◆ Consegna 1:
Rispondi alle seguenti domande sul testo sulle notizie false.
(a) In quale luogo, un tempo, si facevano battute che erano prese per vere?
(b) Secondo l'indagine del Reuters Institute, quale social media usa la stragrande maggioranza di chi è connesso?
(c) Quanti italiani vivono sotto la soglia della povertà secondo il grido citato nel testo?
◆ Consegna 2: Trascrivi fedelmente un passo del testo sulle notizie false: parti dalle parole "Un tempo era" e fermati dopo le parole "fonte di notizie.".
◆ Consegna 3: Scrivi il seguito del testo sulle notizie false, riprendendo subito dopo l'ultima frase riportata.

Un tempo era il bar, tra un caffè e una grappa si facevano battute che erano prese per vere e, riportate al altri con relative aggiunte, costituivano l’insieme divulgativo nella comunità.
Oggi ci sono i social media, ma il meccanismo disinformativo è lo stesso, con aumento della diffusione di quelle che vengono definite notizie false (fake news), post- verità e bufale (ci scusino i bovini per l’uso improprio).
Un’indagine di Reuters Institute for the study of Journalism rileva che, chi è connesso, usa Facebook a stragrande maggioranza e la metà lo utilizza come fonte di notizie.
Un notissimo sito elenca le notizie false che sono pubblicate sui social media (anche sui giornali). E’ impressionante il numero di bufale che ci sono propinate: dai ladri che sono risarciti e le vittime che vanno in galera, agli immigrati che distruggono l’albero di Natale, agli immigrati che spengono le cicche nel piatto di spaghetti offerto da un centro di accoglienza (al grido "mentre 7 milioni di italiani vivono sotto la soglia della povertà"), alla partecipazione ai funerali di Totò Riina della Boldrini e della Boschi. Insomma, ce n’è per tutti.

[Righe archiviate]

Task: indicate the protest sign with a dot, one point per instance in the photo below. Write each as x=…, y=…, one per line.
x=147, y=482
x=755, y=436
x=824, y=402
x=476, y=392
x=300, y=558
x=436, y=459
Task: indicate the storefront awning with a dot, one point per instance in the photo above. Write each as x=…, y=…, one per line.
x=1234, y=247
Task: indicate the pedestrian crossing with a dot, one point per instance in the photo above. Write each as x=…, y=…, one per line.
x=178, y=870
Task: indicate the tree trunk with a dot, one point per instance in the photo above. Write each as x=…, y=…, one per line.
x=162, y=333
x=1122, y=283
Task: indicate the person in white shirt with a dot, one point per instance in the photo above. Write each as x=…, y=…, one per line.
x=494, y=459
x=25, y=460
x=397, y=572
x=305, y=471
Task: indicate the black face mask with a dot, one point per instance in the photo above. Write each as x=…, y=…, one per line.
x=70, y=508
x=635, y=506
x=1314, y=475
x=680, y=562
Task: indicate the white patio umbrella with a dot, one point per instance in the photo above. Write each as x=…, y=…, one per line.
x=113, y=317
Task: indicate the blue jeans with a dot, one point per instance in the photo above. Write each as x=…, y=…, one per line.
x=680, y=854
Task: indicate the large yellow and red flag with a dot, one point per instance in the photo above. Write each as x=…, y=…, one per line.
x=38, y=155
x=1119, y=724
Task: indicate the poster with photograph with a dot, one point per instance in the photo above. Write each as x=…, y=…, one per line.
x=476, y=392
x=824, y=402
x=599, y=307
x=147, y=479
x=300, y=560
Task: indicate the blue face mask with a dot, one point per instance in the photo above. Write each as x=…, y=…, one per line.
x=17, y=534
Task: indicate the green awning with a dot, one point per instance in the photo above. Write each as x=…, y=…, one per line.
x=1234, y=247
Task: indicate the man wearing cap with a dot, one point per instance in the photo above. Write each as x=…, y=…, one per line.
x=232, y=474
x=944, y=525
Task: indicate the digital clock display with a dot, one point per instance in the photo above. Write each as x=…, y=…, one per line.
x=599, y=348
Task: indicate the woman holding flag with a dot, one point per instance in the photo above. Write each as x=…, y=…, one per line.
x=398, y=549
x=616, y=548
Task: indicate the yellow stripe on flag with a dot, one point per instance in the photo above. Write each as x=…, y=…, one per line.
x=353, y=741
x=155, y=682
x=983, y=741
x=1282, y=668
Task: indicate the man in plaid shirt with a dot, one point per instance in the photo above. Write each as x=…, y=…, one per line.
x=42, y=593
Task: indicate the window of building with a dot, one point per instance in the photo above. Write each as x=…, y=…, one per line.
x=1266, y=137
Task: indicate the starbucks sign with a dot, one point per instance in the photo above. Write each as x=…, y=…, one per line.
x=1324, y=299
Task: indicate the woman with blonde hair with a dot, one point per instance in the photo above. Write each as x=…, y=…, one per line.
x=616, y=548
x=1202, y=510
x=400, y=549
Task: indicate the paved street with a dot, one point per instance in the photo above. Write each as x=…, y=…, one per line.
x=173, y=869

◆ Risposta 1:
(a) Al bar.
(b) Facebook.
(c) 7 milioni.

◆ Risposta 2:
Un tempo era il bar, tra un caffè e una grappa si facevano battute che erano prese per vere e, riportate al altri con relative aggiunte, costituivano l’insieme divulgativo nella comunità.
Oggi ci sono i social media, ma il meccanismo disinformativo è lo stesso, con aumento della diffusione di quelle che vengono definite notizie false (fake news), post- verità e bufale (ci scusino i bovini per l’uso improprio).
Un’indagine di Reuters Institute for the study of Journalism rileva che, chi è connesso, usa Facebook a stragrande maggioranza e la metà lo utilizza come fonte di notizie.

◆ Risposta 3:
Purtroppo la disinformazione è, come si suol dire, virale, e moltissimi cadono in inganno. Vero è che ognuno ha diritto all’imbecillità, ma quel che ci preoccupa di più sono le mezze verità, le insinuazioni e i processi mediatici contro i quali il cittadino, chiunque esso sia, difficilmente può difendersi. In questo sono campioni i cosiddetti talkshow.
Per gli utenti un rimedio, parziale, ci sarebbe. A ogni notizia che suscita la nostra indignazione dovremmo aggiungere una considerazione: chi ci guadagna? Perché maggiori sono gli ascoltatori televisivi, o i seguaci sui social media, maggiori sono i guadagni dei gestori.
E’ una considerazione che vale come vaccinazione.